--- Source material Enclosed Below ---
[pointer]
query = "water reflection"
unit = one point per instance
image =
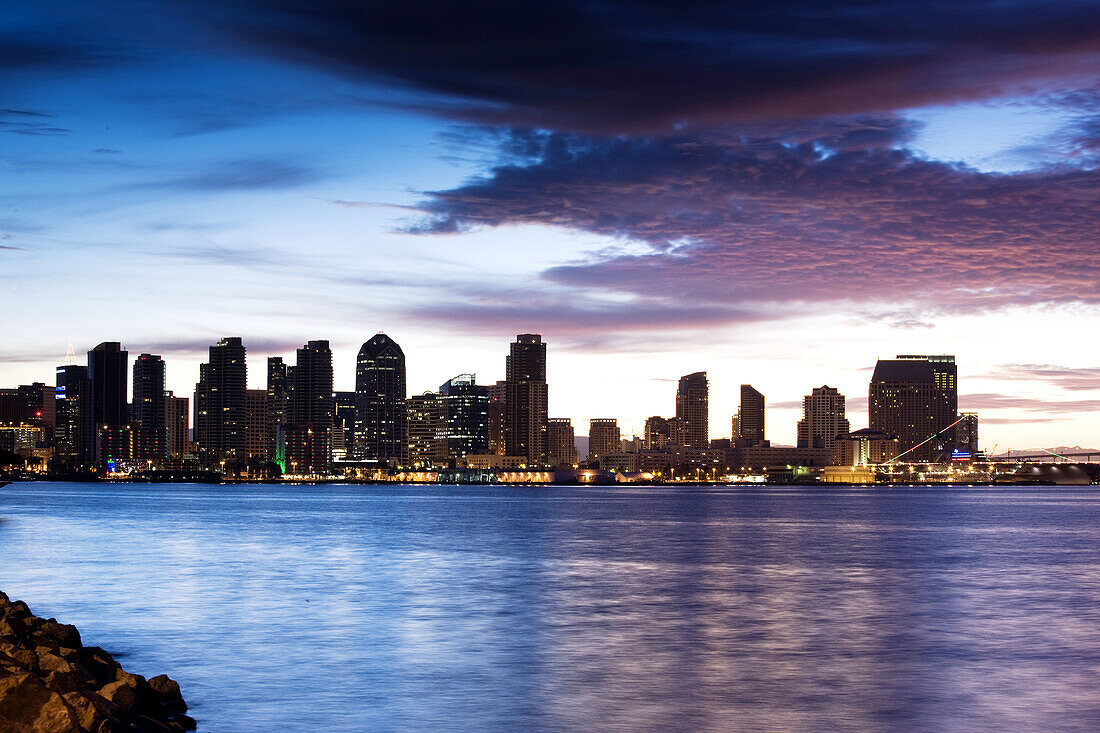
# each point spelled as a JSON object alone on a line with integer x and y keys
--- End of Enclosed Source material ---
Activity | Leave the images aside and transcribe all entries exactly.

Exercise answer |
[pointer]
query = "water reflection"
unit = one point per instance
image =
# each point spelled as a JSON object alone on a line with integer x and y keys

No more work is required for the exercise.